Such an approach would work extremely well in some organizational cultures, but in others people can be reluctant to admit to and open up about their issues. Although it is feasible to draw out and express the key learning points anonymously, without identifying those directly involved, the process loses a lot of its awareness impact.

Think about it: if someone stands up before an audience, admits to failings that caused or failed to prevent a malware incident, and is clearly affected by the whole episode, isn't that a powerful, moving message in itself, regardless of the content?

So, taking my own medicine, the Hinson tip cut-to-the-chase version of this blog piece is:
"Find out about malware incidents from those involved, and share the lessons as part of your awareness program." 
While it's not the full story, that is hopefully just enough to catch your eye and stick in your memory.

[Supplied entries]:
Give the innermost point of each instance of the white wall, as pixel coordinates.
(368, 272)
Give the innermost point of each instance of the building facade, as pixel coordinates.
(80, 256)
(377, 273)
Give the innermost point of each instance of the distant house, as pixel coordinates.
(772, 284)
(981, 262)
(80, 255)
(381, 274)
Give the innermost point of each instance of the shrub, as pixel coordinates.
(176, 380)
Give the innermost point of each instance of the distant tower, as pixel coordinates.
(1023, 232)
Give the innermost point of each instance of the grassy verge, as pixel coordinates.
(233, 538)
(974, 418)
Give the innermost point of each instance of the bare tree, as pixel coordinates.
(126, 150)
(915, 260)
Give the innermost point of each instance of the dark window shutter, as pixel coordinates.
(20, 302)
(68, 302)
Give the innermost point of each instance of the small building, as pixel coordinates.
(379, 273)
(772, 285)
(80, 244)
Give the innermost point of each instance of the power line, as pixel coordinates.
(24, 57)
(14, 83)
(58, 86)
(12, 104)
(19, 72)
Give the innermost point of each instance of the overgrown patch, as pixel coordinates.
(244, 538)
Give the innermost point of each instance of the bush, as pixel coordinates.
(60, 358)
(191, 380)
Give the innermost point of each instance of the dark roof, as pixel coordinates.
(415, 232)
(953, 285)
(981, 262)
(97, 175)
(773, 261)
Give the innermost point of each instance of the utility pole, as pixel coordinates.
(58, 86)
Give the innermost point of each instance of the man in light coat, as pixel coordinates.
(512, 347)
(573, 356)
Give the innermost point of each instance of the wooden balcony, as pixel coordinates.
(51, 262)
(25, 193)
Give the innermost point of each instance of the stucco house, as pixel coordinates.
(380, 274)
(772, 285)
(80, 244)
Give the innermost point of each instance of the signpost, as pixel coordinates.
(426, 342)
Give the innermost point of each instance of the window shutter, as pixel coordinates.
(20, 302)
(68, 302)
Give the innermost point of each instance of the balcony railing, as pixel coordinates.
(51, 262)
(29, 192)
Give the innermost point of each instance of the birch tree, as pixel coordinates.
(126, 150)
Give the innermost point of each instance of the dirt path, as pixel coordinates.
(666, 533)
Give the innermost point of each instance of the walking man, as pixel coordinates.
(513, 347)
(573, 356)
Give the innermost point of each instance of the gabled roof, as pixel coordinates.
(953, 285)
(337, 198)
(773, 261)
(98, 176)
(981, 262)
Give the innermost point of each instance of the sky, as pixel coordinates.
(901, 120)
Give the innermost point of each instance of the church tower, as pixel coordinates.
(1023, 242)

[Set of tasks]:
1. The sentence in the passage on learning from malware incidents that begins "Think about it" describes someone speaking to an audience. List everything that sentence says this person does or is.
2. Resume the passage on learning from malware incidents, starting right after its final sentence.

[Responses per task]:
1.
- stands up before an audience
- admits to failings that caused or failed to prevent a malware incident
- is clearly affected by the whole episode

2.
Feb 17, 2018

NBlog February 17 - The I part of CIA

Integrity is a universal requirement, especially if you interpret the term widely to include aspects such as:
  • Completeness of information;
  • Accuracy of information;
  • Veracity, authenticity and assurance levels in general e.g. testing and measuring to determine how complete and accurate a data set is, or is not (an important control, often neglected);
  • Timeliness (or currency or ‘up-to-date-ness’) of information (with the implication of controls to handle identifying and dealing appropriately with outdated info – a control missing from ISO/IEC 27001 Annex A, I think);
  • Database integrity plus aspects such as contextual appropriateness plus internal and external consistency (and, again, a raft of associated controls at all levels of the system, not just Codd’s rules within the DBMS);
  • Honesty, justified credibility, trust, trustworthiness, ‘true grit’, resilience, dependability and so forth, particularly in the humans and systems performing critical activities (another wide-ranging issue with several related controls);
  • Responsibility and accountability, including custodianship, delegation, expectations, obligations, commitments and all that …
  • … leading into ethics, professional standards of good conduct, ‘rules’, compliance and more.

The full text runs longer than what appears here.